Céline Bentz : une romancière dans les coulisses du pouvoir

8 mars 2022 à 6h02 - Modifié : 8 mars 2022 à 9h26 par Anne-Sophie Martin

Céline Bentz présente son roman "Oublier les fleurs sauvages"
Céline Bentz présente son roman "Oublier les fleurs sauvages"
Crédit : @Top Music

Céline Bentz, âgée de 26 ans nous présente son premier roman “Oublier les fleurs sauvages” publié aux éditions Préludes. Elle nous parle également de son métier, elle est conseillère et plume du président de la Région Grand Est , Jean Rottner. A l’occasion de la journée internationale des droits des femmes, Céline Bentz nous parle aussi d’émancipation féminine.

Ecoutez Céline Bentz au micro d'Anne-Sophie Martin

Céline Bentz, vous êtes jeune, 26 ans et un CV déjà bien rempli. Vous êtes diplômée de la Sorbonne et de Sciences Po Paris, c’est vous qui écrivez les discours du président de Région Jean Rottner, vous avez aussi un mandat d’élue, vous êtes conseillère municipale à Sarrebourg et déjà un premier roman à votre actif. A 26 ans, un parcours brillant et bluffant !

Ecoutez, j’ai un certain nombre de choses que j’ai envie de faire, et j’ai toutes les envies un peu au même moment. J’avance dans les différentes directions et j’essaye de garder du temps pour faire du sport, lire et pour garder une vie sociale. 

Parlons de votre roman, "Oublier les fleurs sauvages" publié aux éditions Préludes. Un roman qui a pour héroïne Amal, la fille de la famille libanaise Haddad, sur qui repose tous les espoirs. Il y a un beau modèle d’émancipation féminine dans ce roman. Est-ce que l'héroïne vous ressemble ?

J'aimerais lui ressembler ! Amal, c’est la dernière d’une famille nombreuse, elle grandit au Liban qui plonge dans la guerre civile à partir de 1975, elle rêve de devenir médecin et pour réaliser ce rêve, elle va devoir choisir entre sa terre d’origine, ceux qu'elle aime et un pays où elle pourra étudier. (...) Trois personnages de ma famille m’ont inspirée. Ma mère m’a beaucoup inspirée pour ce personnage, ma grand-mère très chaleureuse et généreuse et un oncle très fougueux, courageux et entreprenant, j’ai repris les traits de son caractère pour créer le révolutionnaire Yacine.

Vous avez une double culture, une mère libanaise et un père français. Vous parlez de votre pays d’origine Le Liban, est-ce que vous y retournez souvent ?

MATÉRIEL FOURNI:
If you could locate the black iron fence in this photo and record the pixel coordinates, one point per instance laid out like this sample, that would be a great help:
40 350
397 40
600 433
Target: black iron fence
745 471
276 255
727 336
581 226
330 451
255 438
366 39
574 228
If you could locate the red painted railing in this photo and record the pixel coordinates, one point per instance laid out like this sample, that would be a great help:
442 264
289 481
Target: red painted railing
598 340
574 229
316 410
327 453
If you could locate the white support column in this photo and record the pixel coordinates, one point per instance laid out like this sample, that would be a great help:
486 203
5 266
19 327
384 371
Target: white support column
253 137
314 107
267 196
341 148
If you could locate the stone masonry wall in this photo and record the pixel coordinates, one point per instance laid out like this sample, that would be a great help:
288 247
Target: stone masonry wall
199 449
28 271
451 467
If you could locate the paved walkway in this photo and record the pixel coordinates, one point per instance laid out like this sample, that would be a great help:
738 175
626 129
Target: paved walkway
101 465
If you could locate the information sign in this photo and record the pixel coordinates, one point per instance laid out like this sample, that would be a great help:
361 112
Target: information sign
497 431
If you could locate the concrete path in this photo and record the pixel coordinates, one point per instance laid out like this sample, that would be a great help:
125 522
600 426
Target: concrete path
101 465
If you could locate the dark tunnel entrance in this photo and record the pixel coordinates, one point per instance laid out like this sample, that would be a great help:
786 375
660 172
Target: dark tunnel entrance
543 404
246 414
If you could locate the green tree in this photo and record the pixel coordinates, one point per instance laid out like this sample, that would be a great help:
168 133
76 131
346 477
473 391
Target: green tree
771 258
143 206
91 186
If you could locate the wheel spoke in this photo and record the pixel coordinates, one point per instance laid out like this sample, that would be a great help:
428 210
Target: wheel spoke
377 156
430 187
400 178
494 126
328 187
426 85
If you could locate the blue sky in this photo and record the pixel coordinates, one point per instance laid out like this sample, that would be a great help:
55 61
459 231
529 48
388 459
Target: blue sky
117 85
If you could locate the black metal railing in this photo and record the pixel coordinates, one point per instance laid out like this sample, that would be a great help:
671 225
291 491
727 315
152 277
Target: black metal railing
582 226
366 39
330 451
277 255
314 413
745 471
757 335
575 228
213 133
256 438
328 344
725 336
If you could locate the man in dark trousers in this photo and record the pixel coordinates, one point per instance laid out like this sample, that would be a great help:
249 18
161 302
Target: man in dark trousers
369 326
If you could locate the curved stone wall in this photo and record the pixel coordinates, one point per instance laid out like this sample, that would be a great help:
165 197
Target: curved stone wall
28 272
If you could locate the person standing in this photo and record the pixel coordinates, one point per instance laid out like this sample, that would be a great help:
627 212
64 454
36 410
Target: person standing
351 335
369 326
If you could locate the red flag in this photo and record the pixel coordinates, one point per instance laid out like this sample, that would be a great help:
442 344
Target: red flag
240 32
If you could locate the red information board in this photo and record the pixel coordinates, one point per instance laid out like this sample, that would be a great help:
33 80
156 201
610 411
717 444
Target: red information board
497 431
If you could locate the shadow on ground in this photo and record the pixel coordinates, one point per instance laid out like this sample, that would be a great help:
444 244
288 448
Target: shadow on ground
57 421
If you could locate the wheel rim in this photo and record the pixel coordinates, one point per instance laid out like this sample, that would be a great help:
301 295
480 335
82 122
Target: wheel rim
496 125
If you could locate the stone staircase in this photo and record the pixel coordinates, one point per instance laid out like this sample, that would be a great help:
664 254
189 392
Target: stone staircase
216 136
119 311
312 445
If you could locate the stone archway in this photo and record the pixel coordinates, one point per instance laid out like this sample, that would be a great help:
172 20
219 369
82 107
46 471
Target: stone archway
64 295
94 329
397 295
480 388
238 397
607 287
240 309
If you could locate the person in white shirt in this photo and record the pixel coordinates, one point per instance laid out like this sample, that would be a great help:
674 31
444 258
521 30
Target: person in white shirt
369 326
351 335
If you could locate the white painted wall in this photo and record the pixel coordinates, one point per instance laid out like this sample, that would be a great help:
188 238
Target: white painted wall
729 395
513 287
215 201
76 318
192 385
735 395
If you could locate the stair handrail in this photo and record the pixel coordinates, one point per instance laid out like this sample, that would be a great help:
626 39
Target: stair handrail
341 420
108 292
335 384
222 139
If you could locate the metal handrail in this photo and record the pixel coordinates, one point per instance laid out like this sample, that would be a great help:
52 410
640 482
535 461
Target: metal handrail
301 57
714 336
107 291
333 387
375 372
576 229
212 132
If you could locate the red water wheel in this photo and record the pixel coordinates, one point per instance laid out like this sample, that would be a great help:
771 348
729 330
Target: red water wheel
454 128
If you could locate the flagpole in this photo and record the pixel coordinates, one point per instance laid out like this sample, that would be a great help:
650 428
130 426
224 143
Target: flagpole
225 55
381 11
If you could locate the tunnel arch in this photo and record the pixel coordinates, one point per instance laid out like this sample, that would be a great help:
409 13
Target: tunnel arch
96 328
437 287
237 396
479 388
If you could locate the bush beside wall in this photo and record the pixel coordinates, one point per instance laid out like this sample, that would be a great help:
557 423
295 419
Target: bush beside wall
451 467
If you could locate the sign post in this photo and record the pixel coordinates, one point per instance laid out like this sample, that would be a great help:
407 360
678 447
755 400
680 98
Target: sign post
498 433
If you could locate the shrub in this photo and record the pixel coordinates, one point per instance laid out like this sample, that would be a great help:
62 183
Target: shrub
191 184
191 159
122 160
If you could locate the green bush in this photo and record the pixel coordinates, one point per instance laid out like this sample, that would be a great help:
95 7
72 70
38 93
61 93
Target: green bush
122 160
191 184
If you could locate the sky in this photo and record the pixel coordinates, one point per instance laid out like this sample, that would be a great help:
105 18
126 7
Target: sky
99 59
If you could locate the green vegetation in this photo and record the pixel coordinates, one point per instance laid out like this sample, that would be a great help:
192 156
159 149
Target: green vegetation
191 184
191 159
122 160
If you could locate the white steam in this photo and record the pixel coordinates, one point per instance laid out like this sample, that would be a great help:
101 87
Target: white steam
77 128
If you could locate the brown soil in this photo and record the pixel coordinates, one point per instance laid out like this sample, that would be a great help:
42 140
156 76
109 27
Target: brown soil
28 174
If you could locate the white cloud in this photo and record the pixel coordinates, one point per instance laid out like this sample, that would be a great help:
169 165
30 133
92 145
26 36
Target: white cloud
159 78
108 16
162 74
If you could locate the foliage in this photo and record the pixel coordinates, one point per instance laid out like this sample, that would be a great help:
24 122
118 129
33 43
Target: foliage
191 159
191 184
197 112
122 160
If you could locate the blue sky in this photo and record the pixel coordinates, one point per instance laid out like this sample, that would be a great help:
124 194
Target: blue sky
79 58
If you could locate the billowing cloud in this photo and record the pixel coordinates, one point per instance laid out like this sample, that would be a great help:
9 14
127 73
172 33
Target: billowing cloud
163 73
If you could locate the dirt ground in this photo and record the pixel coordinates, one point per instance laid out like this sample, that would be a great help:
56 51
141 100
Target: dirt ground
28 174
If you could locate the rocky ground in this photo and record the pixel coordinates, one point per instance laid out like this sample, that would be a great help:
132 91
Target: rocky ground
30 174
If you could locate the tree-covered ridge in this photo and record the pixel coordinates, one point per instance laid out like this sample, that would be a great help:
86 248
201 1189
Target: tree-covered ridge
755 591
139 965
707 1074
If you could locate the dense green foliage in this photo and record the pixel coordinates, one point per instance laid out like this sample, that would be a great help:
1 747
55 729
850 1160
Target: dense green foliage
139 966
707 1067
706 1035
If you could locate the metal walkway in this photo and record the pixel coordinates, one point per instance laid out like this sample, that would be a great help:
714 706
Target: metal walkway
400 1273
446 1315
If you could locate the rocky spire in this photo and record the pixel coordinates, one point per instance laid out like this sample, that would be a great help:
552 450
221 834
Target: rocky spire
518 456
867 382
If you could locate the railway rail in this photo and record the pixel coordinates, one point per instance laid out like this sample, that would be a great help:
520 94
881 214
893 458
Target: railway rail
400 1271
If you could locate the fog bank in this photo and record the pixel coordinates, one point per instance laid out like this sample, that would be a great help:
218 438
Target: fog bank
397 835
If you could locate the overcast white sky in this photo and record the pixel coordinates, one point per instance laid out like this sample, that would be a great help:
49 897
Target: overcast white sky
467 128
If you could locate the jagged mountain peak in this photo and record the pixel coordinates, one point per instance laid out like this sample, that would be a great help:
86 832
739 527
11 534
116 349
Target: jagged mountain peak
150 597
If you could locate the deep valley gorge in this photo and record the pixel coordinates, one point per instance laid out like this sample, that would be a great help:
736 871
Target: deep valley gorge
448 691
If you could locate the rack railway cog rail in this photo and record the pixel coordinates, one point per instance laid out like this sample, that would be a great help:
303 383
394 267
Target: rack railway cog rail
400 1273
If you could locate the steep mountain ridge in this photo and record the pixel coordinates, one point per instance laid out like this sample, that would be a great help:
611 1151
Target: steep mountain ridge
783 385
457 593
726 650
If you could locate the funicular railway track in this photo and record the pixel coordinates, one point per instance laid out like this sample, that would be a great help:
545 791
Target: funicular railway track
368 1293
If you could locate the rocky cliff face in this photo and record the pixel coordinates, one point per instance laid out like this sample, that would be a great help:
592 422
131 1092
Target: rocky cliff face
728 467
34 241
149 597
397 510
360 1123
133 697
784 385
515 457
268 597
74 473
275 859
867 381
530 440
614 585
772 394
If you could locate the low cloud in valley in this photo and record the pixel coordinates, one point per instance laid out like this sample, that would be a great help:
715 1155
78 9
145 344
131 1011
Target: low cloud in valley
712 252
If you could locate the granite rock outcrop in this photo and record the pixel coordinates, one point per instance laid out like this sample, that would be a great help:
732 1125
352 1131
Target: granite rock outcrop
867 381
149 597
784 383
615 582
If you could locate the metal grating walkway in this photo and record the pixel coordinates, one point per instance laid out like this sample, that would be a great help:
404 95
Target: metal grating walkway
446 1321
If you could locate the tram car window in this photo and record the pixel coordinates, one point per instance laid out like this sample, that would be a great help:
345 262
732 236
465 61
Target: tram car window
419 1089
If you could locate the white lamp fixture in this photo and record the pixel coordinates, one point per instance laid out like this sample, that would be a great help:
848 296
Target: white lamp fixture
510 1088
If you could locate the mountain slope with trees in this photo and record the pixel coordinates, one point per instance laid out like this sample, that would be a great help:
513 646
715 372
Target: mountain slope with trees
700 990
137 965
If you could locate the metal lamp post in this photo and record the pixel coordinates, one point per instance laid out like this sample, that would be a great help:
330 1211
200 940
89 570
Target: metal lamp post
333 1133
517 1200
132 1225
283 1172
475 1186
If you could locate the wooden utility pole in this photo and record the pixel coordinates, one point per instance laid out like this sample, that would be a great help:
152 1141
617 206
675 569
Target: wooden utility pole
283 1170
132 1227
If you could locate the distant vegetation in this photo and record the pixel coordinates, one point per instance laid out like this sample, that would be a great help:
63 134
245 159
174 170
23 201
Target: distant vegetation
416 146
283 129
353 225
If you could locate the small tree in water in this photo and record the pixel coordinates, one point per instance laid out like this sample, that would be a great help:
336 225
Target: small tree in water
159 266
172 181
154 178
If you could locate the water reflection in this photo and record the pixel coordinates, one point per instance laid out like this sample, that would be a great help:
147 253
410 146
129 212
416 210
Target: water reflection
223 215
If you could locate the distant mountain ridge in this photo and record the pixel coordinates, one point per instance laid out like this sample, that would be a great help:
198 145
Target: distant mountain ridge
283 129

SÉRIE D'EXERCICES:
[1] Selon l'entretien avec Céline Bentz, pourquoi Amal devra-t-elle choisir entre sa terre d'origine, ceux qu'elle aime et un autre pays ? Répondez en une à trois phrases.
[2] Recopiez à l'identique, dans l'entretien avec Céline Bentz, le passage allant de « Céline Bentz : une » jusqu'à « aussi d’émancipation féminine. ».
[3] Répondez aux questions suivantes d'après l'entretien avec Céline Bentz.
(a) Quelle maison d'édition publie « Oublier les fleurs sauvages » ?
(b) Dans quelle ville Céline Bentz est-elle conseillère municipale ?
(c) À partir de quelle année le Liban plonge-t-il dans la guerre civile ?
Ce matériel n'intervient dans aucun des exercices.

CORRIGÉ PAR EXERCICE:
[1] Amal rêve de devenir médecin. Pour réaliser ce rêve, elle devra choisir entre sa terre d'origine, ceux qu'elle aime et un pays où elle pourra étudier.

[2]
Céline Bentz : une romancière dans les coulisses du pouvoir

8 mars 2022 à 6h02 - Modifié : 8 mars 2022 à 9h26 par Anne-Sophie Martin

Céline Bentz présente son roman "Oublier les fleurs sauvages"
Céline Bentz présente son roman "Oublier les fleurs sauvages"
Crédit : @Top Music

Céline Bentz, âgée de 26 ans nous présente son premier roman “Oublier les fleurs sauvages” publié aux éditions Préludes. Elle nous parle également de son métier, elle est conseillère et plume du président de la Région Grand Est , Jean Rottner. A l’occasion de la journée internationale des droits des femmes, Céline Bentz nous parle aussi d’émancipation féminine.

[3]
(a) Les éditions Préludes.
(b) À Sarrebourg.
(c) À partir de 1975.